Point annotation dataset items

------------------------------------

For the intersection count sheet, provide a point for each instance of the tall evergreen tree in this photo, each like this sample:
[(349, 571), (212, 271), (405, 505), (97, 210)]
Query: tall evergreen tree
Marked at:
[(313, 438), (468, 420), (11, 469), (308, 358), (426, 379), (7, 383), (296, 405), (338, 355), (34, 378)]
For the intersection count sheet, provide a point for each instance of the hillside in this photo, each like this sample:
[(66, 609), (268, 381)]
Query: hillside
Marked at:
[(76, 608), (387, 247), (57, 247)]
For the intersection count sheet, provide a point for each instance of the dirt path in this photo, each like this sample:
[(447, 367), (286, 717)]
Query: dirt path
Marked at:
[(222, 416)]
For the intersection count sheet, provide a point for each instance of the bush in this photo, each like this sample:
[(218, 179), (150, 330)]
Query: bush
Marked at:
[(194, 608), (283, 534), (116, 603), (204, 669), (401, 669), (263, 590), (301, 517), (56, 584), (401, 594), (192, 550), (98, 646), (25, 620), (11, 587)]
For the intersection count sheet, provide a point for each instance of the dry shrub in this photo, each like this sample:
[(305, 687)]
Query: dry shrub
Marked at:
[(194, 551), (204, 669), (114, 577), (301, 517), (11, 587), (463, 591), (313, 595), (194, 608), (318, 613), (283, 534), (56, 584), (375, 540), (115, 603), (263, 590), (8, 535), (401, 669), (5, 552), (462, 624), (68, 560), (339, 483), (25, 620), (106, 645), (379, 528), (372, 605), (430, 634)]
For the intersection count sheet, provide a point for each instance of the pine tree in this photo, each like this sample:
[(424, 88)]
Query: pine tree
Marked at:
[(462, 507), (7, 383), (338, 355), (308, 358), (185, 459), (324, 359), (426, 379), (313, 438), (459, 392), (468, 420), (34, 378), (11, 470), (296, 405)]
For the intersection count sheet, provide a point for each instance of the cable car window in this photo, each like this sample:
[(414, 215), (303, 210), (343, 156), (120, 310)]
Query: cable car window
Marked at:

------------------------------------

#### [Exercise requirements]
Rescale everything from the start of the items down to the line containing "620), (11, 587)]", both ends included, and reproduce those lines with the requests unchanged. Multiply every coordinate in the marked points by 1.6 and round to whole numbers, halves up, leaving the sample coordinates in the requests as they are.

#### [Answer to this exercise]
For the intersection count sheet, provide a point for each instance of the tall evergreen tree in this photo, each like this sample:
[(349, 571), (212, 271), (405, 505), (97, 210)]
Query: tall evergreen tree
Marked at:
[(501, 701), (749, 672), (18, 750), (493, 573), (682, 606), (11, 613), (474, 648), (541, 568), (54, 605)]
For the intersection count sheet, provide a point for each instance of the hillside in this photo, each like this sample:
[(66, 609), (268, 381)]
Query: hillside
Marked at:
[(122, 973), (619, 395), (91, 395)]
For the intersection count sheet, provide a point for each instance of the dirt path in this photo, each like this sample:
[(447, 367), (286, 717)]
Query: dirt path
Marked at:
[(355, 666)]
For the intersection count sheet, provide a point for each instance of the bush in this photo, each like this sample:
[(218, 179), (150, 330)]
Query: bush
Marked at:
[(310, 973), (453, 854), (186, 965), (326, 1070), (642, 1070), (421, 944), (482, 827), (90, 934), (642, 950), (307, 880), (157, 1034), (40, 992), (18, 939)]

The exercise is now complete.